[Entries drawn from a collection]

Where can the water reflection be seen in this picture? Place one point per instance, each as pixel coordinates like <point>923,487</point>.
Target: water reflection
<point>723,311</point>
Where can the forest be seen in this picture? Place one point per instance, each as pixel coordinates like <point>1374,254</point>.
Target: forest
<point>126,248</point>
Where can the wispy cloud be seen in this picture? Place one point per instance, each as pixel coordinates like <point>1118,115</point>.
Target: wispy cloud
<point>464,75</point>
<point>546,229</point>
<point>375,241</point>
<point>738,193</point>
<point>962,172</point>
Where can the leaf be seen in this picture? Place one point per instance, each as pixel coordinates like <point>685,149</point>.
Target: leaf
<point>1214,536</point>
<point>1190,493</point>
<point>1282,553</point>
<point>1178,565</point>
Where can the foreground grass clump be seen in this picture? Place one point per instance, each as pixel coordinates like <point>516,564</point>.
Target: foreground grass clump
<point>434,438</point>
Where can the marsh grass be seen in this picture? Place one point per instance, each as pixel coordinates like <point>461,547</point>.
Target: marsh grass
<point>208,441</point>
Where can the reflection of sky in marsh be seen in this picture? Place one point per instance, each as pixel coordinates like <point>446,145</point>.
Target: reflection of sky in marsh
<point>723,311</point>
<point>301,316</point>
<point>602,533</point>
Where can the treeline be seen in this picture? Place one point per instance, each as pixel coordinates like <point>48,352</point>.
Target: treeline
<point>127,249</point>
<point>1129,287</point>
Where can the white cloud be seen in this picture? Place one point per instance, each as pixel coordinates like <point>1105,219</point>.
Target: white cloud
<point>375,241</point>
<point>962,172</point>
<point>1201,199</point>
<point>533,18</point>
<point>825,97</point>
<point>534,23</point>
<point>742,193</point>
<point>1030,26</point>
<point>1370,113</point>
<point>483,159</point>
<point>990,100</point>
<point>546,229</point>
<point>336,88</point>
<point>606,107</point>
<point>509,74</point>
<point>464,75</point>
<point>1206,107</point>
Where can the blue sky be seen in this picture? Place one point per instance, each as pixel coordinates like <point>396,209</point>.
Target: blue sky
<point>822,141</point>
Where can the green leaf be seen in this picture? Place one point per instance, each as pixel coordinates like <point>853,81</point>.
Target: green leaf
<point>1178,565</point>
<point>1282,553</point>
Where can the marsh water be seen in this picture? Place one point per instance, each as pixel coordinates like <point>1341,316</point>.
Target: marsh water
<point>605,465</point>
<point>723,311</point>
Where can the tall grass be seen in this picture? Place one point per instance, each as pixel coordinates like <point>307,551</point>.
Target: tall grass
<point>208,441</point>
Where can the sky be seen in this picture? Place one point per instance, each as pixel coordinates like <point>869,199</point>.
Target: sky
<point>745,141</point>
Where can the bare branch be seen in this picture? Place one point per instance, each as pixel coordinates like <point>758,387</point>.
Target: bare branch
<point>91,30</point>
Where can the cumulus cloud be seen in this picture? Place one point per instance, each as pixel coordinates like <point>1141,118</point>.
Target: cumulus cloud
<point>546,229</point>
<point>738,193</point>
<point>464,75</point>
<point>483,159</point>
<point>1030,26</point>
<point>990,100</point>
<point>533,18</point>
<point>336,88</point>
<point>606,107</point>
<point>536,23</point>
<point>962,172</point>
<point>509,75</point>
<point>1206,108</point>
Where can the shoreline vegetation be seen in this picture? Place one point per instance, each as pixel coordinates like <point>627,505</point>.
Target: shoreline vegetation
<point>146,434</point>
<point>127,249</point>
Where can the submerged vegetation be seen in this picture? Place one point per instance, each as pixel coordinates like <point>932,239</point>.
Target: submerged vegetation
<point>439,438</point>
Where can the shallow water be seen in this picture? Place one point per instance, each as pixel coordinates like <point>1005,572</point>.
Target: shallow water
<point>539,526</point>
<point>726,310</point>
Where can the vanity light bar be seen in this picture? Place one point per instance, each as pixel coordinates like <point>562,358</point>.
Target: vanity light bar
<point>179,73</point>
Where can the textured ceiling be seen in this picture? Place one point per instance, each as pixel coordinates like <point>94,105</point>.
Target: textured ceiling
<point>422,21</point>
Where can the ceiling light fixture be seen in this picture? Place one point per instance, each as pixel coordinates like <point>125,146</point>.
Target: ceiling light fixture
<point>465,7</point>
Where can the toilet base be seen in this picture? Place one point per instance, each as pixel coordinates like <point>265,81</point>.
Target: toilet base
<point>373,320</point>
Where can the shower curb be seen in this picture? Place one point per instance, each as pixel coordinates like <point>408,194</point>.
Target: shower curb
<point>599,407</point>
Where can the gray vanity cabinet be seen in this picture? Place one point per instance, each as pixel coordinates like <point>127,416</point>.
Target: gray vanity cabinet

**What you need to do**
Can you recast all of the records above as a numbered list, leaving out any blank lines?

**Reply**
1. Where can the water reflection be seen in this picture? Place one point per instance, each as pixel coordinates like <point>923,487</point>.
2. Target: water reflection
3. <point>723,311</point>
4. Where can the forest be seen in this picture? Place one point per instance, each as pixel coordinates like <point>1374,254</point>.
5. Target: forest
6. <point>126,248</point>
7. Where can the wispy cloud be seen in this picture? Place one point per instance, each as pixel coordinates like <point>1118,115</point>.
8. Target: wispy cloud
9. <point>464,75</point>
10. <point>546,229</point>
11. <point>375,241</point>
12. <point>738,193</point>
13. <point>962,172</point>
14. Where can the leaf be seen in this picture? Place one point per instance, each as pixel coordinates like <point>685,149</point>.
15. Target: leaf
16. <point>1214,536</point>
17. <point>1190,493</point>
18. <point>1282,553</point>
19. <point>1178,565</point>
20. Where can the foreground grass clump be seen in this picture? Place one point per instance, each as pixel coordinates like <point>516,564</point>.
21. Target: foreground grass clump
22. <point>434,438</point>
23. Where can the marsh grass be seen in this picture? Place one point per instance, each as pixel coordinates like <point>461,547</point>.
24. Target: marsh grass
25. <point>208,441</point>
26. Where can the reflection of sky in marsh be seen in this picture? Place one point per instance, each as pixel coordinates like <point>446,145</point>.
27. Target: reflection of sky in marsh
28. <point>723,311</point>
29. <point>301,316</point>
30. <point>602,533</point>
31. Where can the treeline be seen in this picture? Place one point per instance, each as pixel coordinates like <point>48,352</point>.
32. Target: treeline
33. <point>127,249</point>
34. <point>1129,287</point>
35. Where can the white cloud be seen in this picture? Place one point per instance, each as pixel coordinates like <point>1105,219</point>.
36. Target: white cloud
37. <point>375,241</point>
38. <point>962,172</point>
39. <point>1201,199</point>
40. <point>533,18</point>
41. <point>825,97</point>
42. <point>534,23</point>
43. <point>742,193</point>
44. <point>1030,26</point>
45. <point>1370,113</point>
46. <point>483,159</point>
47. <point>990,100</point>
48. <point>546,229</point>
49. <point>336,88</point>
50. <point>606,107</point>
51. <point>509,74</point>
52. <point>464,75</point>
53. <point>1206,107</point>
54. Where can the blue sky be seen in this picture? Place one point per instance, each as pixel coordinates like <point>396,209</point>.
55. Target: blue sky
56. <point>822,141</point>
57. Where can the green leaf be seen in this picture? Place one point per instance, each as pixel coordinates like <point>853,81</point>.
58. Target: green leaf
59. <point>1178,565</point>
60. <point>1282,553</point>
61. Where can the marsh water be seen in this picture? Place one point per instance, each as pixel coordinates like <point>1341,316</point>.
62. Target: marsh water
63. <point>605,465</point>
64. <point>723,311</point>
65. Where can the tall grass be seen in this picture? Place one point per instance, each as pixel coordinates like <point>307,551</point>.
66. Target: tall grass
67. <point>208,441</point>
68. Where can the sky be seen in this picture? Place one point per instance, each as pixel coordinates like <point>869,199</point>.
69. Target: sky
70. <point>745,141</point>
71. Where can the bare branch be seen in this picture? Place one point per instance, each as pixel coordinates like <point>758,387</point>.
72. Target: bare branch
73. <point>91,30</point>
74. Where can the cumulus cloud be seen in this picture? Place one point per instance, each as pixel coordinates like <point>1141,118</point>.
75. Target: cumulus cloud
76. <point>546,229</point>
77. <point>738,193</point>
78. <point>464,75</point>
79. <point>483,159</point>
80. <point>1030,26</point>
81. <point>990,100</point>
82. <point>533,18</point>
83. <point>336,88</point>
84. <point>606,107</point>
85. <point>536,23</point>
86. <point>962,172</point>
87. <point>509,75</point>
88. <point>1206,108</point>
89. Where can the shoreline vegetation be seen in this picture? Place one point per instance, each as pixel coordinates like <point>627,505</point>.
90. Target: shoreline vegetation
91. <point>146,434</point>
92. <point>127,249</point>
93. Where can the submerged vegetation be seen in this picture? Place one point per instance, each as pixel coordinates like <point>932,239</point>.
94. Target: submerged vegetation
95. <point>439,438</point>
96. Where can the shallow water be seen in this picture? Place one point per instance, each as pixel coordinates like <point>1005,572</point>.
97. Target: shallow water
98. <point>539,526</point>
99. <point>726,310</point>
100. Where can the vanity light bar be seen in this picture? Place one point per instance, each as pixel coordinates like <point>562,358</point>.
101. Target: vanity light bar
102. <point>179,73</point>
103. Where can the textured ceiling be seen in this picture? Place one point per instance, each as pixel coordinates like <point>94,105</point>.
104. Target: textured ceiling
105. <point>422,21</point>
106. Where can the ceiling light fixture be seen in this picture? Place one point per instance, each as pixel coordinates like <point>125,146</point>.
107. Target: ceiling light fixture
108. <point>465,7</point>
109. Where can the toilet base be seen in this picture? Place one point per instance, each as pixel coordinates like <point>265,81</point>.
110. Target: toilet base
111. <point>373,320</point>
112. Where can the shower curb be seen in this picture? Place one point per instance, each as pixel coordinates like <point>408,194</point>.
113. Target: shower curb
114. <point>599,407</point>
115. Where can the gray vanity cabinet be seen in this picture? Place one point per instance, each as pixel coordinates like <point>127,416</point>.
116. Target: gray vanity cabinet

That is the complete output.